What to do:
Exactly as given, write out the lines from the one containing "Task: indicate the shadow" through the end of the listing, with both ends included and nothing else.

Supplied records:

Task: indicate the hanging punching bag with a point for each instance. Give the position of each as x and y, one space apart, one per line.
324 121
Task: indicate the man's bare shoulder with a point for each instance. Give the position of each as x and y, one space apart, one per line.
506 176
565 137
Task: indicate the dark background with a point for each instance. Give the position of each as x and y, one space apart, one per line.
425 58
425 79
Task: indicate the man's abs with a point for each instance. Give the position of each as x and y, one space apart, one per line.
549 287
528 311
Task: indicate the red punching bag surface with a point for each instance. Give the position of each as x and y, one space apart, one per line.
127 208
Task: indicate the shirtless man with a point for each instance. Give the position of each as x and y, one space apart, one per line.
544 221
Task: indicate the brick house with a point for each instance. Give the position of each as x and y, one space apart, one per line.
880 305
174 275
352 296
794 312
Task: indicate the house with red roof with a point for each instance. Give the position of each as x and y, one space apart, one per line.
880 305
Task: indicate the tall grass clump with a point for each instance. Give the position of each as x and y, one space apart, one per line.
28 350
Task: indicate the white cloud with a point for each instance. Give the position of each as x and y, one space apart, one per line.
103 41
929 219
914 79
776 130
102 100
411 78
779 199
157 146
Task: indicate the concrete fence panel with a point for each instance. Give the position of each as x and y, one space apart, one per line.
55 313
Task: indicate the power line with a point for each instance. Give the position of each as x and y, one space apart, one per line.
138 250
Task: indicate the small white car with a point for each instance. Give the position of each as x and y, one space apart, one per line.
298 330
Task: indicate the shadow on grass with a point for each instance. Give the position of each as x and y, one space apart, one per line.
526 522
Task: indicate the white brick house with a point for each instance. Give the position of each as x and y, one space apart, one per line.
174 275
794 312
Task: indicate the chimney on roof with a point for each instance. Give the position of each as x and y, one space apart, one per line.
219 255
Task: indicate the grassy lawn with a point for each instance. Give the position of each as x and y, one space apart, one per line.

Answer to the problem:
Task: indicate the shadow on grass with a point for each instance. Give the position of each as x and y, one space apart, one per line.
526 522
Task: indicate the white brick house with a point for each instance. Give the position of each as x and y, one space apart, one per line.
174 275
794 312
Task: indicate the chimney on roof with a point for each instance. Give the position of each as x and y, one space apart, one per line.
219 255
Task: indicate the grassy lawn with a point for each instance. Give the position of each as x and y, one space apart, one per line.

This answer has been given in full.